▶ **課題一覧**
**A.** 現代日本文学の中国受容に関する文章から、「2007年5月のこと、上野千」を含む箇所で始め、「大ジェンコロと略称している。」の直後で終える範囲を、一字も変えずに再掲せよ。
**B.** 現代日本文学の中国受容に関する文章によると、報告を行った于桂玲は中国のどの大学に所属しているか。
**C.** 現代日本文学の中国受容に関する文章の最後の文に続けて、その先の部分を書き進めよ。

▶ **対象テキスト**
——
現代日本文学が中国語になるとき──大江健三郎・村上春樹・渡辺淳一のばあい

東京大学中国文学部教授 藤井省三

中国の『失楽園』が「東大ジェンコロ」に登場した日

2007年5月のこと、上野千鶴子教授が主宰する「東大ジェンダーコロキアム」で、中国の研究者が「中国における渡辺淳一の受容」という報告を行った。上野さんといえば世界のフェミニズム研究の第一人者であり、その等身の著書、つまり積めば身の丈ほどにもなる多数の著作のうち、『父権体制与資本主義』『裙子底下的劇場』などが中国語にも翻訳されてきた。ちなみに上野さんたちは同コロキアムを東大ジェンコロと略称している。

報告者は中国・ハルビン工業大学日本語文学系の于桂玲準教授で、谷崎潤一郎から村上春樹に至る現代日本文学を専攻しており、当時は東大文学部の外国人研究員として東京滞在中であった。その于さんの報告によれば、1990年代末以来、中国では2人の日本人作家が大流行しており、1人は『ノルウェイの森』の村上春樹、もう1人は『失楽園』の渡辺淳一、そしてこの2人にノーベル賞作家の大江健三郎を加えて、中国では現代日本の3大作家と称することもある、というのだ。

当時の私はちょうど朝日選書『村上春樹のなかの中国』という本を執筆中で――同書では中国における村上受容も分析している――、また大江が中国への関心を近年いっそう深めている点に注目して、「大江健三郎与中国」という講演を北京でしたこともあり、そして10年前の「失楽園ブーム」に際しては、北京、香港、台北各地の作家や文学研究者から、『失楽園』をどう思うかと問われるので、中国行きの機内で同書を一気に読み上げた経験もあり、于さんの報告には大いに共感を覚えた次第である。
——
▶ **提供情報**
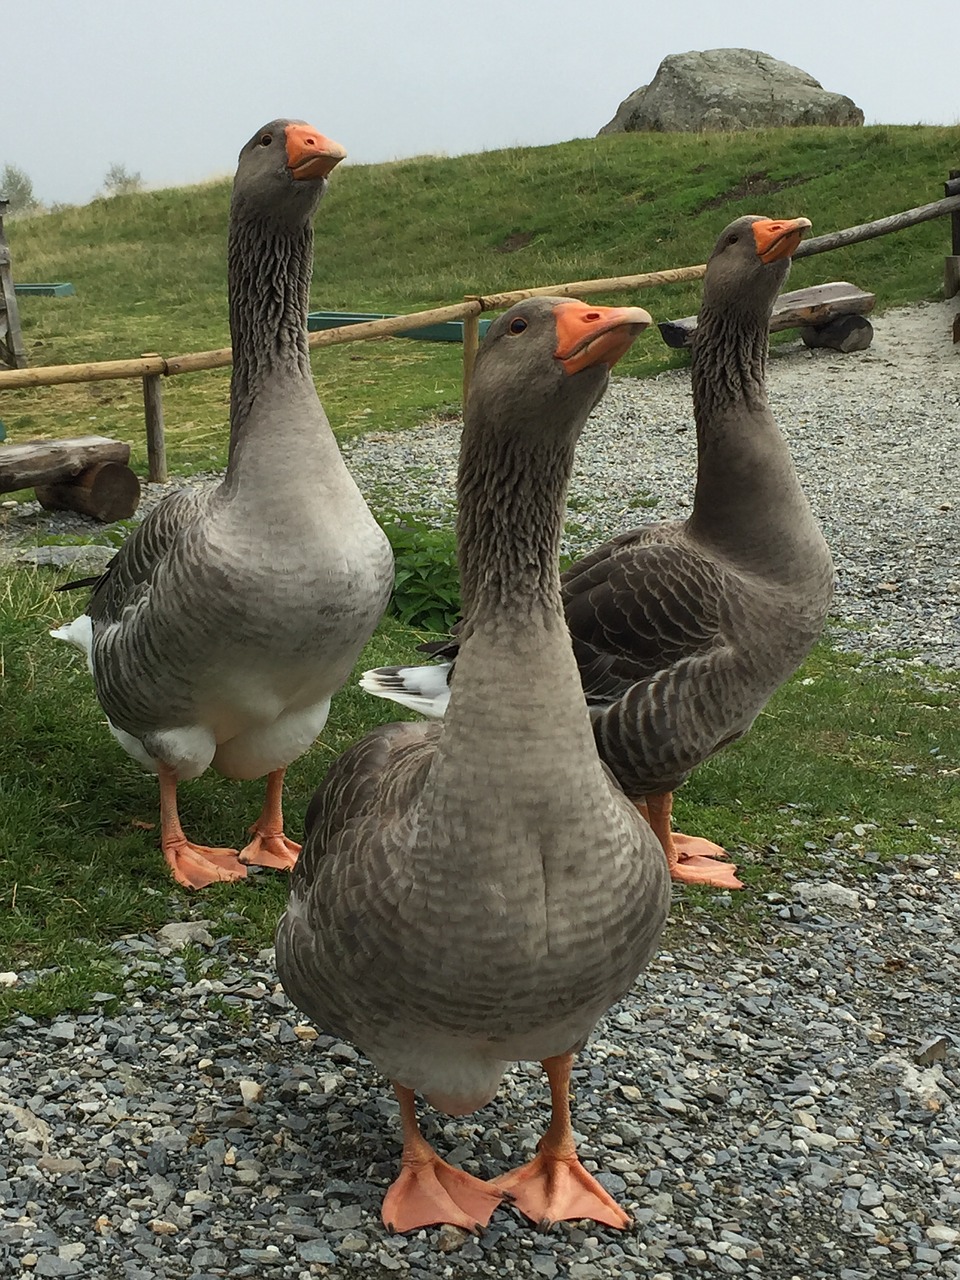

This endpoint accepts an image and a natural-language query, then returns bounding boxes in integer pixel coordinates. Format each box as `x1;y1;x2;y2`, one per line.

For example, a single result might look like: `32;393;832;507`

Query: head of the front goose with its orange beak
467;297;652;438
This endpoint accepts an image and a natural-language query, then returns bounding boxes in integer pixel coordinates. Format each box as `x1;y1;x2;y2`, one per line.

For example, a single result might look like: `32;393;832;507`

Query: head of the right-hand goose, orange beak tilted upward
703;214;813;314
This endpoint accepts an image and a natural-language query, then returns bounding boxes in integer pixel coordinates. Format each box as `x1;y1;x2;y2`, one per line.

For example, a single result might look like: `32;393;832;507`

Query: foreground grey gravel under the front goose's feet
0;833;960;1280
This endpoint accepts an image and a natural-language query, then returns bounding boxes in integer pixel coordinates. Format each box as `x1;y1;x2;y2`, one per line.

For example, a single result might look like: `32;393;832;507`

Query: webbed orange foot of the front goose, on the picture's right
492;1149;631;1230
——
▶ **解答例**
**A.**
2007年5月のこと、上野千鶴子教授が主宰する「東大ジェンダーコロキアム」で、中国の研究者が「中国における渡辺淳一の受容」という報告を行った。上野さんといえば世界のフェミニズム研究の第一人者であり、その等身の著書、つまり積めば身の丈ほどにもなる多数の著作のうち、『父権体制与資本主義』『裙子底下的劇場』などが中国語にも翻訳されてきた。ちなみに上野さんたちは同コロキアムを東大ジェンコロと略称している。

**B.** ハルビン工業大学(日本語文学系の準教授)。

**C.**
于さんの研究によれば、中国において渡辺文学は80年代に一時紹介されたのち、90年代に過激な性描写が批判されて翻訳も下火になるものの、1998年に道徳小説として復活して大流行、2004年には上海の名門校復旦大学で「我が恋愛、我が文学」という講演まで行ったというのだ。たしかに読みようによっては、『失楽園』も不倫などすると家庭崩壊から変死の罰さえ受けかねない、と説教する道徳書として評価できるのだろう。于さんは中国のインターネットを丹念に検索し、自らの不倫問題を考えようとして、あるいはハウツー・デートの本として渡辺淳一を読む読者の本音も分析している。

それでは渡辺以外の「3大作家」、大江健三郎と村上春樹は中国でどのように翻訳され、読書されているのだろうか。

ノーベル賞受賞で始まった大江文学の翻訳

大江健三郎にノーベル文学賞授与のニュースが発表されたのは1994年10月13日のこと、その2日後に香港紙『文匯報』が「APストックホルム電」として「日本の小説家兼エッセイストの小江が木曜日ノーベル文学賞を受賞した」という記事を掲載した。英語のOeを中国語に翻字する際に大小を取り違えて「小江」と誤って記したのだろう。この一件からも、受賞以前の大江が中国ではさほど著名ではなかったことがうかがえよう。中国の現代日本文学研究の長老である李徳純(リー・トーチュン、りとくじゅん、1926~)教授もその年の12月17日の『朝日新聞』に寄稿した「大江文学 中国的視点から」というエッセーで、この点を率直に認めて、次のように書いている。

上海の日刊紙『文匯報』にいたっては、「(中国の)日本文学研究家と翻訳家はなぜ、ダージャン(大江)から目を背けていたのか」と、辛口の直言を載せたほどだった。確かに、大江文学の翻訳・研究は中国ではまだ十分とはいえない。『飼育』『人間の羊』『不意の唖』など初期の作品が、社会性をはらんだ小説として選ばれ、すでに翻訳されているが、それ以降の大江文学への関心は、数限られた日本文学専攻の者にとどまっていたのかと考えさせられる。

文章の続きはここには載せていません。